_To be done:_ Copy the entries word for word, from the first line through the line containing "557 180 L 542", and stop there.

## begin

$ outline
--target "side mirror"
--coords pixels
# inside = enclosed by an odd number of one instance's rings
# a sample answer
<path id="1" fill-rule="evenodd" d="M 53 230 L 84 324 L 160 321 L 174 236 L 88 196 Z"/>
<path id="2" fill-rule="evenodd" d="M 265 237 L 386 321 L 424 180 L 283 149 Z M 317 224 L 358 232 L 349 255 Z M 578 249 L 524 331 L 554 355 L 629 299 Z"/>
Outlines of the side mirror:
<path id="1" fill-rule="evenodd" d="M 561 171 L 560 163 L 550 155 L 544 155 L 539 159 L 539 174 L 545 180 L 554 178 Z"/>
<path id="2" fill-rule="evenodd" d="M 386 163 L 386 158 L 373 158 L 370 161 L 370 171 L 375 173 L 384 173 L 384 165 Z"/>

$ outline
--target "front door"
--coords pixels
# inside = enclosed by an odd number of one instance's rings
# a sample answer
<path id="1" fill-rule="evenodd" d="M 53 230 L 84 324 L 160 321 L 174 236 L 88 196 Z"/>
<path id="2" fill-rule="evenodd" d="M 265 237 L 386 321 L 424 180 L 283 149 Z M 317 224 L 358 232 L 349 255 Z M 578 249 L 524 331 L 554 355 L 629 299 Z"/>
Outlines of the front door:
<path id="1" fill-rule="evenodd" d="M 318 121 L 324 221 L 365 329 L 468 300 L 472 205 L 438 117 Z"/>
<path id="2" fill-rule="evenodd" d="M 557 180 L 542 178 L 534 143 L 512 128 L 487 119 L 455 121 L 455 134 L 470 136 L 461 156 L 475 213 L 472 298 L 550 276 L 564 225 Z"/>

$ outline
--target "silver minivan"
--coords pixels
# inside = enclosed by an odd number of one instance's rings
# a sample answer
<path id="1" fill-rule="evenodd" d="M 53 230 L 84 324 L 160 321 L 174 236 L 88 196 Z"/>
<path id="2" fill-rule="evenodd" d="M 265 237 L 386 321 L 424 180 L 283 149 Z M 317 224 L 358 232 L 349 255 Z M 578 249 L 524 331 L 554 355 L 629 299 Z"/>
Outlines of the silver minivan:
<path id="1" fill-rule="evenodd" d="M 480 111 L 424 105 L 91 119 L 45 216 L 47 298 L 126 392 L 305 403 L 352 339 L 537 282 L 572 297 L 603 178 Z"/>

## end

_Finished task:_
$ outline
--target "side mirror"
--coords pixels
# inside = enclosed by an odd number of one instance's rings
# a sample answer
<path id="1" fill-rule="evenodd" d="M 53 230 L 84 324 L 160 321 L 174 236 L 88 196 Z"/>
<path id="2" fill-rule="evenodd" d="M 265 237 L 386 321 L 424 180 L 283 149 Z M 317 224 L 358 232 L 349 255 Z M 578 249 L 524 331 L 554 355 L 629 299 Z"/>
Outlines of the side mirror:
<path id="1" fill-rule="evenodd" d="M 561 171 L 560 163 L 550 155 L 544 155 L 539 159 L 539 174 L 545 180 L 554 178 Z"/>
<path id="2" fill-rule="evenodd" d="M 386 163 L 386 158 L 373 158 L 370 161 L 370 171 L 375 173 L 384 173 L 384 165 Z"/>

$ outline
--target "front door"
--coords pixels
# inside = enclosed by an odd number of one instance's rings
# a sample answer
<path id="1" fill-rule="evenodd" d="M 53 230 L 84 324 L 160 321 L 174 236 L 88 196 Z"/>
<path id="2" fill-rule="evenodd" d="M 265 237 L 386 321 L 424 180 L 283 149 Z M 317 224 L 358 232 L 349 255 Z M 578 249 L 524 331 L 554 355 L 629 299 Z"/>
Outlines of the front door:
<path id="1" fill-rule="evenodd" d="M 318 121 L 324 221 L 365 329 L 468 300 L 472 205 L 438 117 Z"/>
<path id="2" fill-rule="evenodd" d="M 557 180 L 542 178 L 534 143 L 512 128 L 487 119 L 455 121 L 455 134 L 470 136 L 461 156 L 475 213 L 472 298 L 550 276 L 564 225 Z"/>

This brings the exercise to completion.